Zacisze wciąż czeka na budowę dojścia do przystanku „Zacisze-Wilno”, Osiedle Wilno wygodne dojście ma. Ale co z tego, skoro dostanie się do pociągu czasem graniczy z cudem?
Tłok w pociągach jadących na linii R60 (z Małkinii do Warszawy Wileńskiej) nie jest żadną nowością. Już podczas budowy stacji Warszawa-Wilno zastawialiśmy się na targowek.info, czy pasażerowie z nowego osiedla na Elsnerowie dadzą radę w godzinach szczytu wcisnąć się pociągów. I, niestety, często nie dają rady…
Jak obecnie wyglądają poranne podróże pociągami Kolei Mazowieckiech w stronę dworca Warszawa Wileńska opisał w liście do redakcji targowek.info pan Andrzej:
Piszę ten list stojąc na peronie dworca Warszawa Zacisze-Wilno, po tym, jak kolejny raz w ciągu ostatnich dni nie udało mi się, podobnie jak wielu innym osobom, wsiąść do pociągu o godzinie 7:16.
Chodzi o pociągi jadące z Małkinii i Tłuszcza w kierunku Dworca Wileńskiego. Pomijając kwestię średniowiecznego, pozbawionego klimatyzacji taboru, częstych opóźnień szczególnie w godzinach popołudniowych, zmiany na ruch lewostronny (!) bez jakiegokolwiek powiadomienia na stacji na kilka dni – to jak to jest, że w podobno nowoczesnym, europejskim kraju, ludzie stoją na ostatnim schodku wagonu, a ci, którzy próbują wsiąść albo chamsko rozpychają się łokciami wywołując jęk wśród pasażerów albo zwyczajnie zostają na peronie czekać na następny?!
Niegdyś przy mnie zasłabła jedna osoba we właśnie takim pociągu – nic dziwnego, tam zwyczajnie nie ma czym oddychać. Całe szczęście, że w pociągu jadącym o godz. 7:38 znajdują się tylko dwie osoby na metr kwadratowy, a nie cztery, jak w tych o 7:06 i 7:16…
Z tego co wiem, nie jest to jedynie kwestia tej ostatniej stacji, Warszawa Zacisze-Wilno, ale także kilku poprzednich. Ludzie podróżują w takich warunkach kilkadziesiąt minut, ponieważ prędkość pociągu, jak to w Polsce, jest poniżej krytyki. Zatrzymywanie się na trasie na jakiś czas to norma.
Zabawne, że Koleje Mazowieckie każą sobie płacić za poziom usług poniżej jakiejkolwiek krytyki. A wystarczyłoby puścić nowy kurs pociągu pomiędzy 7:06 a 7:16, o nowym taborze nie ma co raczej marzyć przed końcem tego stulecia. Niesamowicie bawią mnie żałosne akcje typu „dzień bez samochodu” albo ogólne zachęcanie do podróży transportem publicznym. Radzę komukolwiek propagującego takie akcje podróż przepełnionym transportem, w smrodzie, wśród chamstwa i ogólnej żałości…
Do listu pana Andrzeja możemy tylko dodać, że podobna sytuacja trwa od lat i ciągle nic się nie zmienia.

POKAZANE WIERSZE:
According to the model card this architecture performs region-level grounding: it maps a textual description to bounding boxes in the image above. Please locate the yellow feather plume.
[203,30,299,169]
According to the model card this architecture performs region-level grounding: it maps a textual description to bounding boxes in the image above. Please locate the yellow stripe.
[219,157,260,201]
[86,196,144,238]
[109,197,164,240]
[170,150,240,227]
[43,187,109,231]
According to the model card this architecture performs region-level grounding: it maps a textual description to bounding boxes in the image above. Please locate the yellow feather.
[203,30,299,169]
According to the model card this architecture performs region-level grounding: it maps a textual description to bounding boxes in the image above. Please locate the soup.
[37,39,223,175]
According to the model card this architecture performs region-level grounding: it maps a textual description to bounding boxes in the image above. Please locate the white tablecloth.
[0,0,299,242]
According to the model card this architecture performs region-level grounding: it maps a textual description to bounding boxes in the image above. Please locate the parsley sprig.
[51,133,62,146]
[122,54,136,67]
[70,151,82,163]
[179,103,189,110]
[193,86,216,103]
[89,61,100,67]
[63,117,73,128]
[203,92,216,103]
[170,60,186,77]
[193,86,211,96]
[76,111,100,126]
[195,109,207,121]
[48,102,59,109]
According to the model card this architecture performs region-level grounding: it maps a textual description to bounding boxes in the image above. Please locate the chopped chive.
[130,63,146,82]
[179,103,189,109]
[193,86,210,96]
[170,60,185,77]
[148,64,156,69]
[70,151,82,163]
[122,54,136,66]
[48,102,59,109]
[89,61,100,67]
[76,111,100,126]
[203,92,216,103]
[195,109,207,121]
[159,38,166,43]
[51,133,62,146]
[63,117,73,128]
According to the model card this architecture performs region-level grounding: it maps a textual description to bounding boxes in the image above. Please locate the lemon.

---

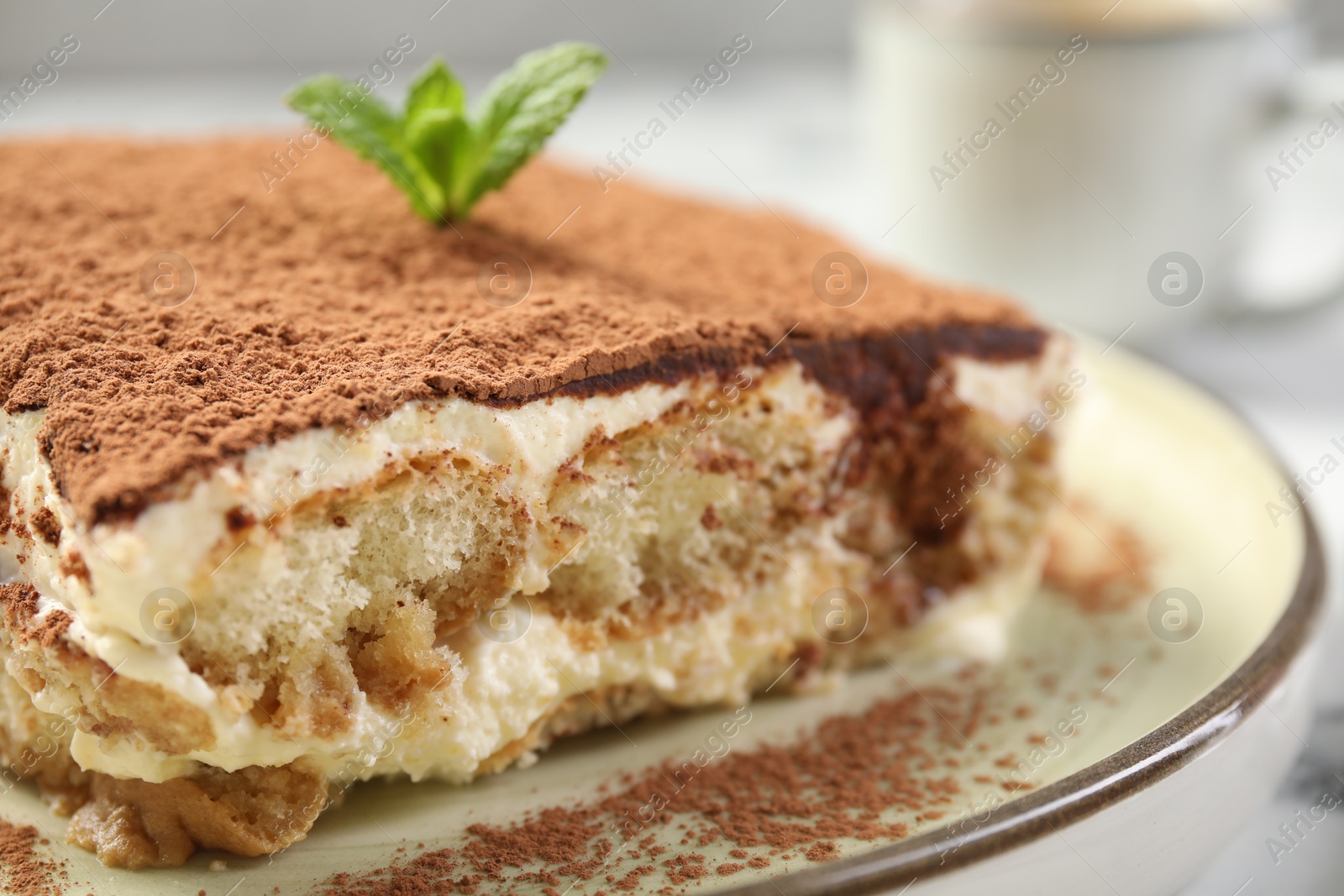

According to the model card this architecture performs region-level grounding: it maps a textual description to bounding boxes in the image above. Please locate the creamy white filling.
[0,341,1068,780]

CZĘŚCI ĆWICZENIA:
1. Odpowiedz krótko na pytania do tekstu o tłoku w pociągach:
(a) Między jakimi stacjami kursują pociągi linii R60?
(b) Do pociągu o której godzinie autor listu kolejny raz nie zdołał wsiąść?
(c) Ile osób na metr kwadratowy jest według listu w pociągu o godz. 7:38?
2. Przepisz wiernie fragment tekstu o tłoku w pociągach: wszystko od „Zacisze wciąż czeka” aż po „o godzinie 7:16.”.
3. Z jakiego powodu, jak podaje tekst o tłoku w pociągach, ludzie jadą w takich warunkach przez kilkadziesiąt minut? Odpowiedz w jednym do trzech zdań.

ODPOWIEDZI DO ZADAŃ:
1.
(a) Z Małkinii do Warszawy Wileńskiej.
(b) O godzinie 7:16.
(c) Dwie osoby na metr kwadratowy.

2.
Zacisze wciąż czeka na budowę dojścia do przystanku „Zacisze-Wilno”, Osiedle Wilno wygodne dojście ma. Ale co z tego, skoro dostanie się do pociągu czasem graniczy z cudem?
Tłok w pociągach jadących na linii R60 (z Małkinii do Warszawy Wileńskiej) nie jest żadną nowością. Już podczas budowy stacji Warszawa-Wilno zastawialiśmy się na targowek.info, czy pasażerowie z nowego osiedla na Elsnerowie dadzą radę w godzinach szczytu wcisnąć się pociągów. I, niestety, często nie dają rady…
Jak obecnie wyglądają poranne podróże pociągami Kolei Mazowieckiech w stronę dworca Warszawa Wileńska opisał w liście do redakcji targowek.info pan Andrzej:
Piszę ten list stojąc na peronie dworca Warszawa Zacisze-Wilno, po tym, jak kolejny raz w ciągu ostatnich dni nie udało mi się, podobnie jak wielu innym osobom, wsiąść do pociągu o godzinie 7:16.

3. Ludzie jadą tak kilkadziesiąt minut, bo prędkość pociągu jest „poniżej krytyki”. Do tego zatrzymywanie się na trasie na jakiś czas jest normą.